● Task instructions: Write the next part of the passage on sequencing the SARS-CoV-2 genome, picking up after its last sentence.

Given that SARS-CoV-2 undoubtedly has a zoonotic origin, the link to such a “wet” market should come as no surprise. However, as not all of the early cases were market associated, it is possible that the emergence story is more complicated than first suspected. Genome sequences of “environmental samples” – likely surfaces – from the market have now been obtained, and phylogenetic analysis reveals that they are very closely related to viruses sampled from the earliest Wuhan patients.
While this again suggests that the market played an important role in virus emergence, it is not clear whether the samples were derived from people who inadvertently deposited infectious material or from animals or animal matter present at that location. Unfortunately, the apparent lack of direct animal sampling in the market may mean that it will be difficult, perhaps even impossible, to accurately identify any animal reservoir at this location.
After clinical cases began to appear, our research team, along with a number of others, attempted to determine the genome sequence of the causative pathogen (Lu et al., 2020, Wu et al., 2020, Zhou et al., 2020, Zhu et al., 2020). We focused on a patient admitted to the Central Hospital of Wuhan on December 26, 2019, six days after the onset of symptoms (Wu et al., 2020).
This patient was experiencing fever, chest tightness, cough, pain, and weakness, along with lung abnormalities indicative of pneumonia that appear to be commonplace in COVID-19 (Huang et al., 2020). Fortunately, next-generation meta-transcriptomic sequencing enabled us to obtain a complete viral genome from this patient on January 5, 2020. Initial analysis revealed that the virus was closely related to those of SARS-like viruses (family Coronaviridae).
This result was immediately reported to the relevant authorities, and an annotated version of the genome sequence (strain Wuhan-Hu-1) was submitted to NCBI/GenBank on the same day. Although the GenBank sequence (GenBank: MN908947) was the first of SARS-CoV-2 available, it was subsequently corrected to ensure its accuracy.
With the help of Dr. Andrew Rambaut (University of Edinburgh), we released the genome sequence of the virus on the open access Virological website (http://virological.org/) early on January 11, 2020. Afterwards, the China CDC similarly released SARS-CoV-2 genome sequences (with associated epidemiological data) on the public access GISAID database (https://www.gisaid.org/).
At the time of writing, almost 200 SARS-CoV-2 genomes are publicly available, representing the genomic diversity of the virus in China and beyond and providing a freely accessible global resource. Importantly, the release of the SARS-CoV-2 genome sequence data facilitated the rapid development of diagnostic tests (Corman et al., 2020) and now an infectious clone (Thao et al., 2020). The race to develop an effective vaccine and antivirals is ongoing, with trails of the latter underway (Wang et al., 2020).
Comparisons between SARS-CoV-2 and Other Coronaviruses
The earliest genomic genome sequence data made it clear that SARS-CoV-2 was a member of the genus Betacoronavirus and fell within a subgenus (Sarbecovirus) that includes SARS-CoV (MERS-CoV falls in a separate subgenus, Merbecovirus) (Lu et al., 2020, Wu et al., 2020, Zhou et al., 2020, Zhu et al., 2020).

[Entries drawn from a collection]
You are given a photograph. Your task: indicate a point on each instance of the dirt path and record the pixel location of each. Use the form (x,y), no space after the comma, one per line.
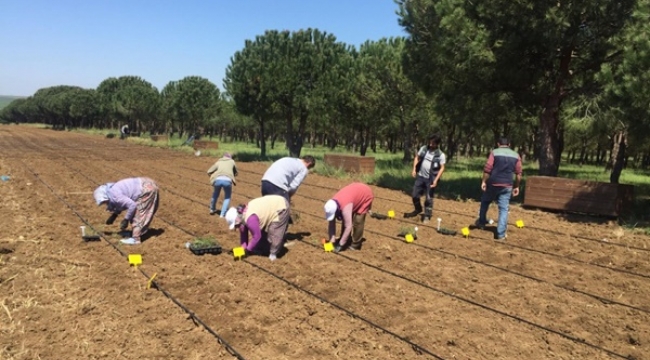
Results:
(554,290)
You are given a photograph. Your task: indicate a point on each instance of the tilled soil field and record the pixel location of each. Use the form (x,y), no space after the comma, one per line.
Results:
(557,289)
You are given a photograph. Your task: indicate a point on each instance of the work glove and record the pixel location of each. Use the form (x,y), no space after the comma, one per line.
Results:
(111,219)
(124,224)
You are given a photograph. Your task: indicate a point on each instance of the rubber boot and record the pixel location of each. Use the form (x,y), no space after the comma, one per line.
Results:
(428,211)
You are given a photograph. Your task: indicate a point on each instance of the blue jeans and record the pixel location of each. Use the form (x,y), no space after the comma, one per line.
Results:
(502,196)
(227,190)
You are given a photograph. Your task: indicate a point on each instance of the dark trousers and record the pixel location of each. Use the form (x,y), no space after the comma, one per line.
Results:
(421,187)
(269,188)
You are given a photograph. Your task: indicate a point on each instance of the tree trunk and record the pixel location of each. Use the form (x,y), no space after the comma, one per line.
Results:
(618,154)
(549,137)
(262,139)
(364,142)
(406,135)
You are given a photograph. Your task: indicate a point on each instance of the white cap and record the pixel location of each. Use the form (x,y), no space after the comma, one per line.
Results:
(231,217)
(330,210)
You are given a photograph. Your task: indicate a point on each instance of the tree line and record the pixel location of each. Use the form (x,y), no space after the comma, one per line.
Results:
(562,80)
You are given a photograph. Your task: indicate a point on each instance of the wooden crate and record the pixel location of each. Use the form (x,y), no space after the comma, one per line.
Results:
(202,144)
(358,164)
(159,137)
(581,196)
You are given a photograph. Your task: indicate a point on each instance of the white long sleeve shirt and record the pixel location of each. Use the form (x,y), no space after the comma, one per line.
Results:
(286,173)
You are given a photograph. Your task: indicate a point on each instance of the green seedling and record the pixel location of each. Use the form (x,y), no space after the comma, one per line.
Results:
(204,242)
(407,230)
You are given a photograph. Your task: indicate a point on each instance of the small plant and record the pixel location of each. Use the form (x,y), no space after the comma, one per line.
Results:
(90,234)
(204,242)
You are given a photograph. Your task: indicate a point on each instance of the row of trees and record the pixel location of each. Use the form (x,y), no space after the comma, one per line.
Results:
(556,78)
(184,105)
(580,67)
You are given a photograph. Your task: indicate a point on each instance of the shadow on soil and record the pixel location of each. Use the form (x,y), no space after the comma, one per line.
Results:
(296,236)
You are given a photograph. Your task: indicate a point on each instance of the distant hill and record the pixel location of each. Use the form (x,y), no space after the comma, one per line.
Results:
(5,100)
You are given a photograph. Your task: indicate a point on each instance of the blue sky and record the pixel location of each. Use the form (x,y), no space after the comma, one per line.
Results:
(82,42)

● Answer box:
Indeed, initial comparisons revealed that SARS-CoV-2 was approximately 79% similar to SARS-CoV at the nucleotide level. Of course, patterns of similarity vary greatly between genes, and SARS-CoV and SARS-CoV-2 exhibit only ∼72% nucleotide sequence similarity in the spike (S) protein, the key surface glycoprotein that interacts with host cell receptors.
Given these close evolutionary relationships, it is unsurprising that the genome structure of SARS-CoV-2 resembles those of other betacoronaviruses, with the gene order 5′-replicase ORF1ab-S-envelope(E)-membrane(M)-N-3′. The long replicase ORF1ab gene of SARS-CoV-2 is over 21 kb in length and contains 16 predicted non-structural proteins and a number of downstream open reading frames (ORFs) likely of similar function to those of SARS-CoV.
Comparative genomic analysis has been greatly assisted by the availability of a related virus from a Rhinolophus affinis (i.e., horseshoe) bat sampled in Yunnan province, China, in 2013 (Zhou et al., 2020). This virus, denoted RaTG13, is ∼96% similar to SARS-CoV-2 at the nucleotide sequence level.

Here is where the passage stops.